Short exercise: Please give the data below again in full, exactly as it stands.

Data for this exercise:
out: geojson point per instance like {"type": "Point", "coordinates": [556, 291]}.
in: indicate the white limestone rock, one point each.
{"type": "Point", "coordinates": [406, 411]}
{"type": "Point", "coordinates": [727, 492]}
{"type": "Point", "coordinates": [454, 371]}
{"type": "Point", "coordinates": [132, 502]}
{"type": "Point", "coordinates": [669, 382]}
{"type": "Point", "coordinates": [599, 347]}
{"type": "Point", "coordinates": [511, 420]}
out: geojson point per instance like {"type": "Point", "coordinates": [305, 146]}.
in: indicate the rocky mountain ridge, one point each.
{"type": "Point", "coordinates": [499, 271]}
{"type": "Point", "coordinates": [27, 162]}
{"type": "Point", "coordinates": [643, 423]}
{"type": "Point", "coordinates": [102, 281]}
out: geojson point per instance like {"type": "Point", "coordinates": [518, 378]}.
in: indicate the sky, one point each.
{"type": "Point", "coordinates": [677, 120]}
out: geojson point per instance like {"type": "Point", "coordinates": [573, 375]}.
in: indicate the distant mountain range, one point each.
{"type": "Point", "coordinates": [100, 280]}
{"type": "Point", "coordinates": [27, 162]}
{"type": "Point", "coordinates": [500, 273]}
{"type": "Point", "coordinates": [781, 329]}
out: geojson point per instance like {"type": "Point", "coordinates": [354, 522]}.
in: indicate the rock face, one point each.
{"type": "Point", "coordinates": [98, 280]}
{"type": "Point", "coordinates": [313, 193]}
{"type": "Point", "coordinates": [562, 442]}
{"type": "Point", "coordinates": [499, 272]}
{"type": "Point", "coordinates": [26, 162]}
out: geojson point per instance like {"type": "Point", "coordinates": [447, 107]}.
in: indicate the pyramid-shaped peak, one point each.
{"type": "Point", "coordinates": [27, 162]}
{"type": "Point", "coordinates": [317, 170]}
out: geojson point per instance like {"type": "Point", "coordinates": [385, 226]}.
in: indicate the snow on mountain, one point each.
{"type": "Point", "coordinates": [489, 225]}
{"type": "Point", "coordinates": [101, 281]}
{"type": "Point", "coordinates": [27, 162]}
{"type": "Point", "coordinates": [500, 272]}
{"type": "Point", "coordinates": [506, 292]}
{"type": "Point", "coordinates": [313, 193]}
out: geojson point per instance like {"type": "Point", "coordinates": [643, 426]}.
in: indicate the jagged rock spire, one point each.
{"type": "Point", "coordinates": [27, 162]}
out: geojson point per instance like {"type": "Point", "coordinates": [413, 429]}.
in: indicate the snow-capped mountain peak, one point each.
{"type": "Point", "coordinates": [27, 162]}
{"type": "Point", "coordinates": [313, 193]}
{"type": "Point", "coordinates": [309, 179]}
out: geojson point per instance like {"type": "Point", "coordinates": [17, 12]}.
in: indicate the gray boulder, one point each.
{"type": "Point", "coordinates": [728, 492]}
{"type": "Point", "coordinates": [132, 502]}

Exercise solution:
out: geojson point per instance like {"type": "Point", "coordinates": [556, 291]}.
in: indicate the white limestone rock, one point each.
{"type": "Point", "coordinates": [406, 411]}
{"type": "Point", "coordinates": [727, 492]}
{"type": "Point", "coordinates": [454, 371]}
{"type": "Point", "coordinates": [132, 502]}
{"type": "Point", "coordinates": [669, 382]}
{"type": "Point", "coordinates": [599, 347]}
{"type": "Point", "coordinates": [511, 420]}
out: geojson point per instance like {"type": "Point", "coordinates": [305, 146]}.
in: indicate the rocky mountain ridge, one point each.
{"type": "Point", "coordinates": [499, 271]}
{"type": "Point", "coordinates": [27, 162]}
{"type": "Point", "coordinates": [643, 423]}
{"type": "Point", "coordinates": [102, 281]}
out: geojson point per instance like {"type": "Point", "coordinates": [518, 378]}.
in: indicate the sky, one point each.
{"type": "Point", "coordinates": [677, 120]}
out: geojson point per instance like {"type": "Point", "coordinates": [573, 375]}.
in: indicate the distant mountain range, one point each.
{"type": "Point", "coordinates": [100, 280]}
{"type": "Point", "coordinates": [27, 162]}
{"type": "Point", "coordinates": [500, 273]}
{"type": "Point", "coordinates": [781, 329]}
out: geojson point per instance like {"type": "Point", "coordinates": [354, 522]}.
in: indicate the rock face, one point each.
{"type": "Point", "coordinates": [98, 280]}
{"type": "Point", "coordinates": [313, 193]}
{"type": "Point", "coordinates": [562, 442]}
{"type": "Point", "coordinates": [499, 272]}
{"type": "Point", "coordinates": [26, 162]}
out: geojson point per instance like {"type": "Point", "coordinates": [447, 107]}.
in: indicate the pyramid-shaped peak, one point each.
{"type": "Point", "coordinates": [27, 162]}
{"type": "Point", "coordinates": [317, 170]}
out: geojson point per instance like {"type": "Point", "coordinates": [385, 226]}.
in: indicate the snow on mountain, one point each.
{"type": "Point", "coordinates": [489, 225]}
{"type": "Point", "coordinates": [101, 281]}
{"type": "Point", "coordinates": [27, 162]}
{"type": "Point", "coordinates": [500, 272]}
{"type": "Point", "coordinates": [506, 292]}
{"type": "Point", "coordinates": [313, 193]}
out: geojson point per instance like {"type": "Point", "coordinates": [643, 426]}.
in: indicate the jagged rock spire, one point each.
{"type": "Point", "coordinates": [27, 162]}
out: geojson point per instance like {"type": "Point", "coordinates": [413, 429]}.
in: indicate the snow-capped mountain peak, one point each.
{"type": "Point", "coordinates": [27, 162]}
{"type": "Point", "coordinates": [313, 193]}
{"type": "Point", "coordinates": [309, 179]}
out: geojson point per instance like {"type": "Point", "coordinates": [17, 12]}.
in: indicate the gray boulder, one point each.
{"type": "Point", "coordinates": [728, 492]}
{"type": "Point", "coordinates": [132, 502]}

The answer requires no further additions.